> _Required action_
According to the Milan fashion passage below, on what date was the Camera Sindacale della Moda Italiana set up?

───── Given passage

Milan has been home to numerous fashion designers, including Giorgio Armani, Valentino Garavani, Gianni Versace, Gianfranco Ferre Domenico Dolce, Stefano Gabbana, Miuccia Prada, Mariuccia Mandelli alias Krizia, Franco Moschino, Ginimo Etro, Mila Schon, Nicola Trussardi, Ottavio Missoni, Donatella Versace as well as Fausto Puglisi, Stella Jean and Marco De Vincenzo just to name a few among the youngest.

Most of the major Italian fashion houses and labels are based in Milan, even though many of them were founded in other cities. They include Armani, Bottega Veneta, Canali, Costi me National, Dolce & Gabbana, Dsquared2, Etro, Iceberg, Les Copains, Marni, Missoni, Miu Miu, Moncler, Frankie Morello, Moschino, MSGM, N°21, Prada, Fausto Puglisi, Tod’s, Tussardi, Valentino, Versace, Zagliani, Ermenegildo Zegna and the eyewear company Luxottica.

The many fashion agencies and institutes in Milan include Beatrice International Models Agency, Why Not Model Agency, Instituto Marangoni and Style Design College.

Milan, like most other major fashion capitals, has two fashion weeks, one in Spring and another in Autumn. The Menswear shows occur in between autumn (fall)/winter and spring/summer in the city. The penultimate fashion week is also held in Milan. The show was first established in 1979.

The city’s most important shopping streets and districts include Piazza del Duomo (with the Galleria Vittoria Emanuele II) the Quadrilatero della Moda (including Via Montenapoleone, Via della Spiga, Corso Venezia and Via Manzoni). The latter is one of the leading shopping districts in the world; Via Monte Napoleone has been ranked as the sixth most expensive shopping street in the world, with a $770 rent per year per square foot. Streets in this district contain exclusive fashion and couture boutiques.

Nevertheless, there are other important shopping streets and locations in the city, including the Via Dante, Corso Buenos Aires, Piazza San Babila and the Corso Vittorio Emanuele II. Corso Buenos Aires is one of the biggest shopping streets in Europe. The Brea district, the city’s bohemian quarter, is also a fashionable area with several boutiques. Furthermore, the Porta Ticinese quarter, which turns into Corso San Gottardo just past the porta contain more independent and also more local fashion stores.

Milan Fashion Week is owned by Camera Nazionale della Moda Italiana (The National Chamber for Italian Fashion), a non-profit association which disciplines, co-ordinates and promotes the development of Italian fashion and is responsible for hosting the fashion events and shows of Milan. The Camera Sindacale della Moda Italiana was set up on June 11, 1958. This was the forerunner of the body which subsequently became the Camera Nazionale della Moda Italiana.

Proprietors of the most important establishments in Italy, including some private establishments, which, in those days, played a crucial role in the promotion of this sector, were present at the Memorandum of Association: Roberto Capucci, Emilio Schuberth, Maria Antonelli, Princess Caracciolo Ginnetti, Alberto Fagiani, Giovanni Cesare Guidi, Germana Marucelli, Simonetta Colonna Di Cesarò, Jole Veneziani, Francesco Borrello, Giovanni Battista Giorgini, and the lawyer Pietro Parisio.

──────────
───── Data excerpts

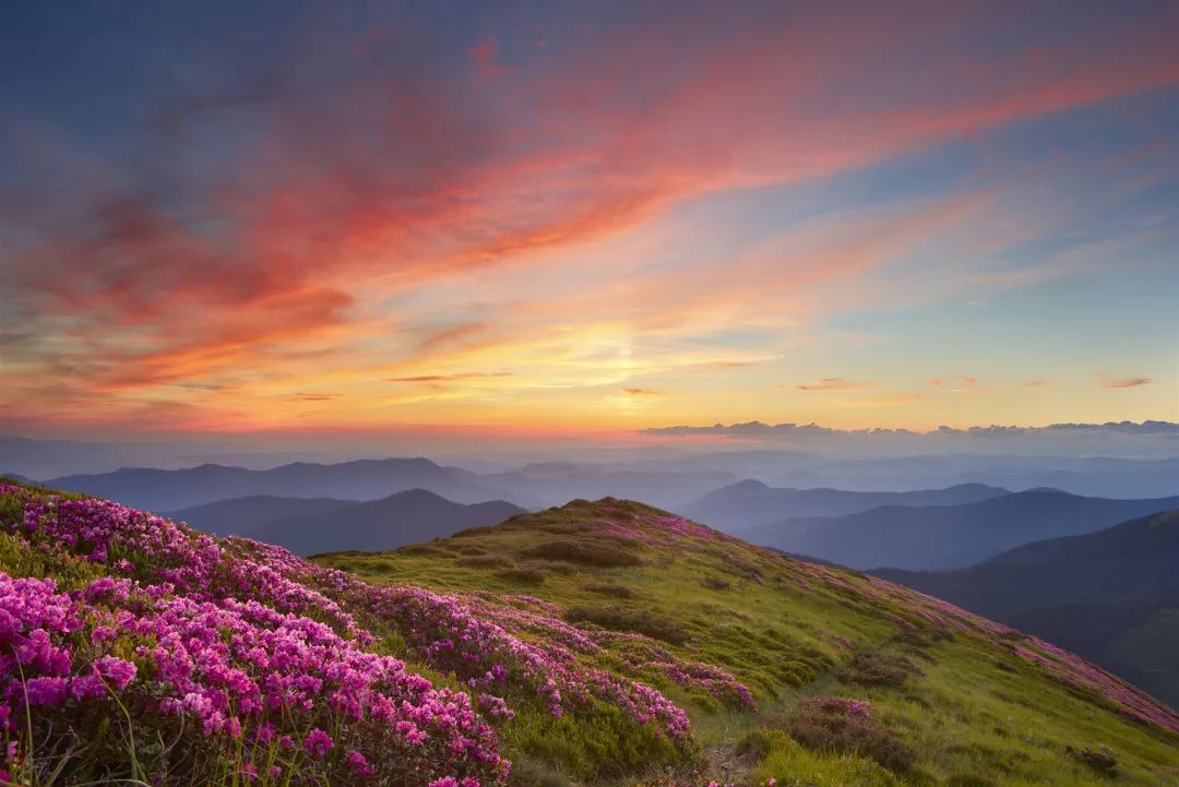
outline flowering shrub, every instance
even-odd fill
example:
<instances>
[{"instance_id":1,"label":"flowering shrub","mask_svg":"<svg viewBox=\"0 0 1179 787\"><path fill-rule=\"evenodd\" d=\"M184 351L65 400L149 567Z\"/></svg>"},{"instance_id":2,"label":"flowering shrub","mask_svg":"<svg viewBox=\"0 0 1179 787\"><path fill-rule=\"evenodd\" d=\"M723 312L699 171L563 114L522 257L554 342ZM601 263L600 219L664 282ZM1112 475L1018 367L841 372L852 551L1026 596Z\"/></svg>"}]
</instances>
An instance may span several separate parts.
<instances>
[{"instance_id":1,"label":"flowering shrub","mask_svg":"<svg viewBox=\"0 0 1179 787\"><path fill-rule=\"evenodd\" d=\"M307 603L305 589L278 581L246 586L261 600L228 595L226 578L242 569L212 540L85 500L29 500L24 518L5 527L29 537L28 548L68 549L116 570L127 561L121 568L140 577L64 591L54 580L0 573L6 781L35 781L62 758L72 775L95 780L358 783L377 775L374 762L384 781L506 779L495 734L466 693L365 652L370 637L338 607L325 604L327 616L343 634L281 609ZM112 717L121 719L114 729L103 722ZM86 746L70 740L104 729ZM33 749L51 730L50 750Z\"/></svg>"},{"instance_id":2,"label":"flowering shrub","mask_svg":"<svg viewBox=\"0 0 1179 787\"><path fill-rule=\"evenodd\" d=\"M0 644L12 650L0 661L5 728L20 735L9 720L26 707L37 709L33 740L99 717L126 722L86 749L79 774L486 786L509 767L492 725L533 701L553 719L572 713L595 728L602 713L617 714L610 723L647 730L646 749L631 746L639 758L691 746L683 709L650 686L581 664L579 654L600 646L539 598L506 606L370 586L279 548L215 540L108 501L0 484L0 525L26 549L99 575L73 588L2 575ZM374 626L477 700L371 653ZM685 681L727 677L670 672ZM50 753L38 760L25 750L27 738L12 760L31 773L50 767Z\"/></svg>"}]
</instances>

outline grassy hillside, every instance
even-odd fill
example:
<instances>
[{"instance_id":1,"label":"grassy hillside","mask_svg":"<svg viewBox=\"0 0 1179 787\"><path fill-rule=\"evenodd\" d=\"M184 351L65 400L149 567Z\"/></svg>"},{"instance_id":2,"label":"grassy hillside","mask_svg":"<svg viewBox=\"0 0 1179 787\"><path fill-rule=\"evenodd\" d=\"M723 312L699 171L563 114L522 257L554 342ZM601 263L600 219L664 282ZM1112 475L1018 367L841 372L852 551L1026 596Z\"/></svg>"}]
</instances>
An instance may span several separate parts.
<instances>
[{"instance_id":1,"label":"grassy hillside","mask_svg":"<svg viewBox=\"0 0 1179 787\"><path fill-rule=\"evenodd\" d=\"M637 503L320 564L20 485L0 530L18 783L1179 773L1179 716L1047 643Z\"/></svg>"},{"instance_id":2,"label":"grassy hillside","mask_svg":"<svg viewBox=\"0 0 1179 787\"><path fill-rule=\"evenodd\" d=\"M1179 511L957 571L874 571L1033 631L1179 703Z\"/></svg>"}]
</instances>

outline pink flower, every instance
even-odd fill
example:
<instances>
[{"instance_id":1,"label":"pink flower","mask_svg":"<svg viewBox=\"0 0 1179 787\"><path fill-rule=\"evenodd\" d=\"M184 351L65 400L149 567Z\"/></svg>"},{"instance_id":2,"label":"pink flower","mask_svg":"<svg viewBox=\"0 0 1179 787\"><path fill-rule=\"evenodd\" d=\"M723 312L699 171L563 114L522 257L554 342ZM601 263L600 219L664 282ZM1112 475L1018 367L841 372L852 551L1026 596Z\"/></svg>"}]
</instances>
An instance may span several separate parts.
<instances>
[{"instance_id":1,"label":"pink flower","mask_svg":"<svg viewBox=\"0 0 1179 787\"><path fill-rule=\"evenodd\" d=\"M344 754L344 761L348 763L351 772L357 776L371 776L376 772L373 766L368 763L368 760L364 759L364 755L356 749L349 749L348 753Z\"/></svg>"},{"instance_id":2,"label":"pink flower","mask_svg":"<svg viewBox=\"0 0 1179 787\"><path fill-rule=\"evenodd\" d=\"M303 748L315 759L322 758L332 746L331 736L318 727L315 727L303 741Z\"/></svg>"}]
</instances>

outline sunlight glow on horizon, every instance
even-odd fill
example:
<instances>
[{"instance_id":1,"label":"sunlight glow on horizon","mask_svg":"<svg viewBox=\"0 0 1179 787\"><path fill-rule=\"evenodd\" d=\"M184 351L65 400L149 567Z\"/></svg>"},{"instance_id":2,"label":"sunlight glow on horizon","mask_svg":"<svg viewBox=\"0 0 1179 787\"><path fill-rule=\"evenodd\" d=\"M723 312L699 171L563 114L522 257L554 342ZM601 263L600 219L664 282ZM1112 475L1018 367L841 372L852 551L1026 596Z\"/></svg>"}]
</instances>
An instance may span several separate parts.
<instances>
[{"instance_id":1,"label":"sunlight glow on horizon","mask_svg":"<svg viewBox=\"0 0 1179 787\"><path fill-rule=\"evenodd\" d=\"M0 431L1179 421L1179 15L1001 5L22 8Z\"/></svg>"}]
</instances>

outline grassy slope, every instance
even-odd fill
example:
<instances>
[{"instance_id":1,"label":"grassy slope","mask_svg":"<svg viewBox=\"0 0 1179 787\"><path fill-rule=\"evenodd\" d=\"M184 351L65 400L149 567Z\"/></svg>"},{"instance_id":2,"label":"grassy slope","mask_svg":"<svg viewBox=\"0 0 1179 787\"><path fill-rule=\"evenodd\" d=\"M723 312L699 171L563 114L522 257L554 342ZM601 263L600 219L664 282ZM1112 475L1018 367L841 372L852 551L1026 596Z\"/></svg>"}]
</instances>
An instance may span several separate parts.
<instances>
[{"instance_id":1,"label":"grassy slope","mask_svg":"<svg viewBox=\"0 0 1179 787\"><path fill-rule=\"evenodd\" d=\"M1067 758L1066 746L1108 747L1120 761L1118 783L1173 785L1179 774L1179 736L1015 655L1015 646L1035 648L1026 639L911 591L780 557L634 503L579 501L424 545L317 561L373 582L481 595L483 603L519 606L531 602L513 596L535 596L574 617L646 629L679 659L724 668L749 686L758 713L672 683L647 663L650 640L612 639L579 623L607 644L582 656L587 663L627 672L689 710L706 776L719 778L731 762L757 783L770 776L784 785L1107 783ZM634 564L606 566L626 562ZM898 636L905 629L893 616L950 636L914 646L936 637ZM843 666L868 652L905 653L922 675L890 688L844 682ZM815 695L870 700L875 717L917 752L916 766L896 776L862 758L805 750L782 734L766 738L759 760L735 756L733 745L750 730ZM582 742L562 746L552 734L528 713L505 726L521 779L549 774L567 783L578 769L568 760L585 756Z\"/></svg>"}]
</instances>

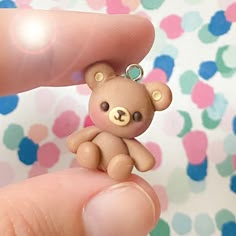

──────────

> _Solved exercise_
June 11, 1958